— Page text —
+++
Previously I defined and redefined some terms to be used when discussing networked systems. With feedback from Sam Ruby, Josh Haberman (in the comments), and Steve Jones, plus smoe more thought on my part, I would like to present a more refined version of the same. With this post I’d like to introduce some new terms and revisit some old terms, all arranged in a taxonomical structure from most to least general. Note, the definitions given here will differ in places from those given earlier and from some defintions in general use.
Why bother? Principally because the terms in current use are heavily overloaded, especially SOA, which has at least three distinct definitions depending on who you ask. It’s my hope that some agreed upon terminology will help keep people from talking past each other and to better crystalize our thinking on the subject.
This taxonomy only addresses network programming models that are to be used for general-purpose systems. It does not care about anything below layer 7 of the OSI network model and it does not care abouut dedicated network protocols such as LDAP or SQL*Net.
At the top of the stack there is network-centric computing (NCC). NCC is the generally held belief by all interested parties: developers, architects, business analysts, and the business itslef, that exposing functionality directly on the network in a standard and interoperable manner is superior to building application silos. NCC is completely technology independent; it is an approach to systems design, a mind set. Why not just use the existing term distributed computing? Mainly because that term includes extremely tightly bound systems, including distributed systems that are in fact a single system that happens to reside on multiple machines; such as Oracle RAC, or systems that parralellize processing, such as SETI@home.
Next we have NCC designs that take into account the vagaries of the network. These are termed netwok-oriented computing (NOC) designs. NOC systems have incorporated into their design the fact that networks are not reliable, do not have zero latency, etc. In contrast, there are NCC designs that attempt to abstract the network away, such as system exhibits a network-independent computing (NIC) design. Such a design attempts to ease the burden on the developer by modelling remote systems as if they were local.
Either model can be further refined by applying an architectural style. “An architectural style is a coordinated set of architectural constraints that has been given a name for ease of reference.1” In other words, by restricting the universe of possible design approaches an architectural style becomes a way of talking about architectural designs. An architecural design, then, is the blueprint of a running system. And an architecture is the system itself. Typically, as I do here, the latter two terms are conflated so that an architecure is an architectural design. By loose analogy, Art Deco is an architectural style, the plans for the Chrysler Building are an architecural design, and the Chrysler Building itself is an architecture.
+++
— Using the information —
A. In the taxonomy post, which term is described as having at least three distinct definitions?
B. How many lines of the listing contain the word "positive"? Reply with the number alone.
The taxonomy post and the listing are unrelated to each other.

— Data for this task —
+++
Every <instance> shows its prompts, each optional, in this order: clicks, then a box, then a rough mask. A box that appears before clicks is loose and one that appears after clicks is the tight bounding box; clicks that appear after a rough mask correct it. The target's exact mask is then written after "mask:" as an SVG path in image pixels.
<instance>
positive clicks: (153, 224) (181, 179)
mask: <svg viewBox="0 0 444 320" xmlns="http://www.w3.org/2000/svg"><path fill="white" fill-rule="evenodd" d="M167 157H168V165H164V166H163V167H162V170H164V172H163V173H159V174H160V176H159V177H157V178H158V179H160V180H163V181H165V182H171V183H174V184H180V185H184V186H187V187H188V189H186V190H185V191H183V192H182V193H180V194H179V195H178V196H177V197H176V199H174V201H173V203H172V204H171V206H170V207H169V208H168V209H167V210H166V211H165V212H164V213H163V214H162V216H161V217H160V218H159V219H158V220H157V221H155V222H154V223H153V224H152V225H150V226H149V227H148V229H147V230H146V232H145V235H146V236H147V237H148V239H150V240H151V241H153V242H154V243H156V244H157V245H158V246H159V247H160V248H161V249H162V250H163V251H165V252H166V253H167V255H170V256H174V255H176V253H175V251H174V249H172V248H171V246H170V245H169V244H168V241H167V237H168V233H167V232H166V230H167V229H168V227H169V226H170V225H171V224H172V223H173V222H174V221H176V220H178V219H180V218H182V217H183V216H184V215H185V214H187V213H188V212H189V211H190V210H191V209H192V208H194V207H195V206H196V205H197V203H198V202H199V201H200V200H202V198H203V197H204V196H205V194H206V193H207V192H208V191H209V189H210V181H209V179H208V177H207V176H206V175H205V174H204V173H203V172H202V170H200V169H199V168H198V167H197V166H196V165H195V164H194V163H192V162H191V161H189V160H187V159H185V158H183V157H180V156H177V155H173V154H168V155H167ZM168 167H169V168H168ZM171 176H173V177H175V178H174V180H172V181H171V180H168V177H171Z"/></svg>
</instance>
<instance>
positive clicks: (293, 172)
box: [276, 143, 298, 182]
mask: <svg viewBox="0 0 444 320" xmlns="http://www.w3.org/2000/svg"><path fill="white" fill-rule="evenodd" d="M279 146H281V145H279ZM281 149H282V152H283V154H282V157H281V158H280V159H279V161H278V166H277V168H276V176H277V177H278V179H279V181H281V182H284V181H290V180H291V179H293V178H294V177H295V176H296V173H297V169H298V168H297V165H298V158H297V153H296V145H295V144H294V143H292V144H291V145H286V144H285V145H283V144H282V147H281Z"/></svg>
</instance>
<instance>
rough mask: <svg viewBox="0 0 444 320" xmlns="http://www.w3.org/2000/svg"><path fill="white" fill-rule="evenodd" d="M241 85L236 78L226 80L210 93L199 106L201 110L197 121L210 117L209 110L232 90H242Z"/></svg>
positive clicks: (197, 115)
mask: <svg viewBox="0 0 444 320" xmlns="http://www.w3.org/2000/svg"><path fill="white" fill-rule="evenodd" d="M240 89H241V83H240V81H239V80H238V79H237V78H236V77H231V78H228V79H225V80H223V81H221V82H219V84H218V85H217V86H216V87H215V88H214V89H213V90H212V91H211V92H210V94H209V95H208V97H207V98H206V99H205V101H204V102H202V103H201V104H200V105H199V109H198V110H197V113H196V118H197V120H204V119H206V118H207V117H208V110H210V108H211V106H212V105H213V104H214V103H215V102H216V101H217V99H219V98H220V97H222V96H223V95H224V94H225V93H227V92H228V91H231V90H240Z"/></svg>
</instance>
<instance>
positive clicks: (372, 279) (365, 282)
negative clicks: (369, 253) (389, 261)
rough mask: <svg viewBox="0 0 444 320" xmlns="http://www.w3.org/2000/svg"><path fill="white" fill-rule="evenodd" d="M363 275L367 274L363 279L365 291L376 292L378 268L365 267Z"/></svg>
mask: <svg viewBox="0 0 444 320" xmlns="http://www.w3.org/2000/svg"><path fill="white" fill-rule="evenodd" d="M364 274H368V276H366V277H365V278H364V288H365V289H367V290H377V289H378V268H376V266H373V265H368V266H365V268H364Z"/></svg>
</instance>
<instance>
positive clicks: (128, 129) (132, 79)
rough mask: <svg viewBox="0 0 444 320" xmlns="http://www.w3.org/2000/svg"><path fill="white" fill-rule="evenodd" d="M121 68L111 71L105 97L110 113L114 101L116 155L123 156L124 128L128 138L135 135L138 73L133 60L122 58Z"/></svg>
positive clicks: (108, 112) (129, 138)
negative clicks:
+++
— Activity answers —
A. SOA

B. 6